Task goal:
Could you write out the records below exactly as they appear?
◆ ◆ ◆ ◆
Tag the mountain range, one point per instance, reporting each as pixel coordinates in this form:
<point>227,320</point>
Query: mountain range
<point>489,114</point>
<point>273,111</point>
◆ ◆ ◆ ◆
Output for this exercise:
Tag the mountain range, one point per instance, reporting each as pixel coordinates in this form:
<point>227,320</point>
Query: mountain range
<point>489,114</point>
<point>273,111</point>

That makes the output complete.